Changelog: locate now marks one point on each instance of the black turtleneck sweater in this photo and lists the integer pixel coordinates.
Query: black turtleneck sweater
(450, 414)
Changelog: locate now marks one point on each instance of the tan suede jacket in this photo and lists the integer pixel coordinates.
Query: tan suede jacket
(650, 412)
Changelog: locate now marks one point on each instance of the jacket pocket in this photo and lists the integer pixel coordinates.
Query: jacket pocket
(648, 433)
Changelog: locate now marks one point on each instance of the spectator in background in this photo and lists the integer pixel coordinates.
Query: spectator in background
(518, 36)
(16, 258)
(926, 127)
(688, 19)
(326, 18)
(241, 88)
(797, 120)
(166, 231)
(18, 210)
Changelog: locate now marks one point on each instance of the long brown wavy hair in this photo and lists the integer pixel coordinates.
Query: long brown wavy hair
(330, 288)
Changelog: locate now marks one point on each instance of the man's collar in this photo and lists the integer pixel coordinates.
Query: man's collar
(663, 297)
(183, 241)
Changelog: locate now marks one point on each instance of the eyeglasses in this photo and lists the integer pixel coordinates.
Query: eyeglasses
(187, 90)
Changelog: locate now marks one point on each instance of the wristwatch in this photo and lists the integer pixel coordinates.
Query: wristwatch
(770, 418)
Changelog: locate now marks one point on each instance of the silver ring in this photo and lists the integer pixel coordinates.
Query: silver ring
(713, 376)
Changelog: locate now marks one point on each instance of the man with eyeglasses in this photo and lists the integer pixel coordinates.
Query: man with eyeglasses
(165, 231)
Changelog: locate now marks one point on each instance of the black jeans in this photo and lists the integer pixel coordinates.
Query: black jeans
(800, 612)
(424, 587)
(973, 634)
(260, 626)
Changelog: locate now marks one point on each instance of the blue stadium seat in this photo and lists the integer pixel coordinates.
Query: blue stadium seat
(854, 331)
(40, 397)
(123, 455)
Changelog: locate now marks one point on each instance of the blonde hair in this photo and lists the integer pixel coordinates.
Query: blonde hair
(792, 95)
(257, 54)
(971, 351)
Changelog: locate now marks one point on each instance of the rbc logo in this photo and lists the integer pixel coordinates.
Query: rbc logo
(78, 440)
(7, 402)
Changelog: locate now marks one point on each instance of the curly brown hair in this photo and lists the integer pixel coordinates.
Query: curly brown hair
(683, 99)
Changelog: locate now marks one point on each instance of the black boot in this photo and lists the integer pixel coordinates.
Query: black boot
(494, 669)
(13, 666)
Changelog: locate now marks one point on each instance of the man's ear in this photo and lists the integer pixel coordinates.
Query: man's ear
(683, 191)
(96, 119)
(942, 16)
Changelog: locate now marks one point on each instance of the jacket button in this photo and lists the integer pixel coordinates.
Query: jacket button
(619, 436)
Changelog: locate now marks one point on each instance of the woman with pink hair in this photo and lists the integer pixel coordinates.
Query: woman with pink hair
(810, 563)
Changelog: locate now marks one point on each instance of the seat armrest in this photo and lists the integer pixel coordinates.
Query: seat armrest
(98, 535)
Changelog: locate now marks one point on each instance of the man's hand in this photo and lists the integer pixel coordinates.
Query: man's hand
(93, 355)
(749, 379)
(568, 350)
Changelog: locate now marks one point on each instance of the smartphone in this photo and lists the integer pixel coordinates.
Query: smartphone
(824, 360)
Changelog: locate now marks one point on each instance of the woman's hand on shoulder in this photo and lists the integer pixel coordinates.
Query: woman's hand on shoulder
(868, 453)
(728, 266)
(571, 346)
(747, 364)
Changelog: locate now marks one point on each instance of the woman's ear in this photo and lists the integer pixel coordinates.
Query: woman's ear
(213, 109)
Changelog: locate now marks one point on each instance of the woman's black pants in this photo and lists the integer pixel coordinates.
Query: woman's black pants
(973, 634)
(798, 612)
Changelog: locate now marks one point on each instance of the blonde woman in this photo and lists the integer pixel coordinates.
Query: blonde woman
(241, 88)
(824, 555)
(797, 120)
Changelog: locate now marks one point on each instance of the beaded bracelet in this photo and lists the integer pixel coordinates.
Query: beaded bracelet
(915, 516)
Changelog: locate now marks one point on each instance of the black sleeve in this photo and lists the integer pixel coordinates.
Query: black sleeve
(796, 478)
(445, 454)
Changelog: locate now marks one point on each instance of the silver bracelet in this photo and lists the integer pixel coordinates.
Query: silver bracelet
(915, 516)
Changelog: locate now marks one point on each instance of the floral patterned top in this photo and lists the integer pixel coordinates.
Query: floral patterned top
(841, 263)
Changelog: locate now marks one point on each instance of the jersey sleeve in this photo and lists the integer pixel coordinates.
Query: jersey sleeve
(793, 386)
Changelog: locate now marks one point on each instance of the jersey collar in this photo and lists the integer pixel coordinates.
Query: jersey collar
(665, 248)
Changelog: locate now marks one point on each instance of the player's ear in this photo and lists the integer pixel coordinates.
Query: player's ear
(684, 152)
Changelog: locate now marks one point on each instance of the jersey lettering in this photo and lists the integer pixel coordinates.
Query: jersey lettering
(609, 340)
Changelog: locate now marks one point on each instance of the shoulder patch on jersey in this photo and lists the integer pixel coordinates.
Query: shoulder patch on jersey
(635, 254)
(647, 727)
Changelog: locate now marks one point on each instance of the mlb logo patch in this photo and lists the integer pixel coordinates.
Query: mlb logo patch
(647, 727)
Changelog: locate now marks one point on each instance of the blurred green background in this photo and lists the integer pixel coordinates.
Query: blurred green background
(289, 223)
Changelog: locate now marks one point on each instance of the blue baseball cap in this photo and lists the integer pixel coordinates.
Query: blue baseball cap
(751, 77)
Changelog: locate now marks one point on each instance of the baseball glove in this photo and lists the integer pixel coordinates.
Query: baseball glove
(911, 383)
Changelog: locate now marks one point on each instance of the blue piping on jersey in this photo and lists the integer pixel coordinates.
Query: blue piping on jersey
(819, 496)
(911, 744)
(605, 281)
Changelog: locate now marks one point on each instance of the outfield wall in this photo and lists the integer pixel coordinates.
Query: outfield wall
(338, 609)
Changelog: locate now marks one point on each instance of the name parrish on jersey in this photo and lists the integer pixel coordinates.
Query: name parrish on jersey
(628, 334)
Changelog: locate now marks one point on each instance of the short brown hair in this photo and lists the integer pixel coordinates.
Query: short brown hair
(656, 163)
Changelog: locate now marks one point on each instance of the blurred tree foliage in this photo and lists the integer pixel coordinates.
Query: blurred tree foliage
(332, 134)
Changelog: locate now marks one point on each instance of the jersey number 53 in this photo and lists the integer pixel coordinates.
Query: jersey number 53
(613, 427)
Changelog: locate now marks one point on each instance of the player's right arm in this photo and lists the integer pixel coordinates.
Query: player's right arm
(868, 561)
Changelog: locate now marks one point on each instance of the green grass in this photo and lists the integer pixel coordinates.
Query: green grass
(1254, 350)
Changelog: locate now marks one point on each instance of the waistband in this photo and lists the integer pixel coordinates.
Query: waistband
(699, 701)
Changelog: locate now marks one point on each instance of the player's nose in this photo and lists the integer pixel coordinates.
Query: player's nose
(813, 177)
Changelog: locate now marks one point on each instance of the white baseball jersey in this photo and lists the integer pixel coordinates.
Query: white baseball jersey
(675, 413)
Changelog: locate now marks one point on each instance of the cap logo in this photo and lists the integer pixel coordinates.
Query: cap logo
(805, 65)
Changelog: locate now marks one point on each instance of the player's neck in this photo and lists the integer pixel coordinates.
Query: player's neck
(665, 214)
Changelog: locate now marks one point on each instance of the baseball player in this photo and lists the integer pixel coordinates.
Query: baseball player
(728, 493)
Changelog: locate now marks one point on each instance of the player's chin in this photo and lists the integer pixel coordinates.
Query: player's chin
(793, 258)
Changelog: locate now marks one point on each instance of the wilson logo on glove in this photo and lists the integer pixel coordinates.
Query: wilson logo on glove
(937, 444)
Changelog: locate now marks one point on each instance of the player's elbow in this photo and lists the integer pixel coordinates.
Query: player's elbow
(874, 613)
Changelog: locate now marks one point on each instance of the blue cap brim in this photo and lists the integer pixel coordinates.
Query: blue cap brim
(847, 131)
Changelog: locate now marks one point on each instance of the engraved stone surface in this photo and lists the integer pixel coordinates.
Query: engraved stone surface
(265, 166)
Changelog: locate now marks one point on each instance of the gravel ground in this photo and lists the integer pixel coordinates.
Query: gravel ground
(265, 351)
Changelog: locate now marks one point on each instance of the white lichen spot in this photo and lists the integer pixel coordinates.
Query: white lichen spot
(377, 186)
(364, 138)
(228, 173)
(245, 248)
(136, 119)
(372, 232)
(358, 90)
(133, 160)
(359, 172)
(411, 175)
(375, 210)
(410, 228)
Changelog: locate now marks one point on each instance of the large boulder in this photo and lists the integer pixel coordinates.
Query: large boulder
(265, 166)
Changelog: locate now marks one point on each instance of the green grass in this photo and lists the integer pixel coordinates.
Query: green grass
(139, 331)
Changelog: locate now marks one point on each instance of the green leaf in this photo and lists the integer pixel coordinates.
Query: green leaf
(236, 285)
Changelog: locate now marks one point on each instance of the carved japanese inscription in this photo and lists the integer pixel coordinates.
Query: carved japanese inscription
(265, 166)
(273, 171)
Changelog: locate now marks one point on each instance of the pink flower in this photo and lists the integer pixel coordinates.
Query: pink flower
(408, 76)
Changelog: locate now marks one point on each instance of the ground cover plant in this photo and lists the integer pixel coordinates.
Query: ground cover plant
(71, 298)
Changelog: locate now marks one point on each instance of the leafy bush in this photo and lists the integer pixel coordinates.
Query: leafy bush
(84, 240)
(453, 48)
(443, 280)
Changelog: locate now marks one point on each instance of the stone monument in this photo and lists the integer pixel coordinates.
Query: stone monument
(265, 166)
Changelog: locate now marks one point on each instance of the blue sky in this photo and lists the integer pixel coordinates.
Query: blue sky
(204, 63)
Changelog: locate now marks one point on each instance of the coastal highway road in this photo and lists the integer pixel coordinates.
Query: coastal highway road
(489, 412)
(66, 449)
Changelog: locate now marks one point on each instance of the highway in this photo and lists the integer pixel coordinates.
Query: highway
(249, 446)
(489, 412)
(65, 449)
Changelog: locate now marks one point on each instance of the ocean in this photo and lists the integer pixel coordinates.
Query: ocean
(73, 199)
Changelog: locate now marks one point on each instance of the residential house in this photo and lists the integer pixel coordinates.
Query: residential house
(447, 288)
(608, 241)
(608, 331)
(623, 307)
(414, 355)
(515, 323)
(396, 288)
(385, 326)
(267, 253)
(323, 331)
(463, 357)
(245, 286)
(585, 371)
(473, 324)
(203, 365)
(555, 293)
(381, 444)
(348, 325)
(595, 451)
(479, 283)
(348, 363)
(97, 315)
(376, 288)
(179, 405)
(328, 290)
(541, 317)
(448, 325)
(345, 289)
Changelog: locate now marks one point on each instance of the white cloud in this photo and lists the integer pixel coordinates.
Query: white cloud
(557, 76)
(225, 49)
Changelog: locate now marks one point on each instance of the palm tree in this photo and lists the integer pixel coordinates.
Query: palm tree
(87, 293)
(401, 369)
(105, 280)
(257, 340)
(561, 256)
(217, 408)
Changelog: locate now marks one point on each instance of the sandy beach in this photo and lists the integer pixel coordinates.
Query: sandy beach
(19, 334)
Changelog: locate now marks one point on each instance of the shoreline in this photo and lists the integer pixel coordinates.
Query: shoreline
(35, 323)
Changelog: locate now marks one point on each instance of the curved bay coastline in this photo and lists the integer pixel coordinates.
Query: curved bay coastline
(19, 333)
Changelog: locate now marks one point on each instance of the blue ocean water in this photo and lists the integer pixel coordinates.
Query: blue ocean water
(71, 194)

» Given task
Copy every row from the one containing "the blue ocean" down to the last row, substituting "sea" for "ocean" and leaving everything else unchanged.

» Solution to this exercise
Changelog: locate now marks one point on each instance of the blue sea water in this photo and lists the integer pixel coordinates.
Query: blue sea water
(71, 194)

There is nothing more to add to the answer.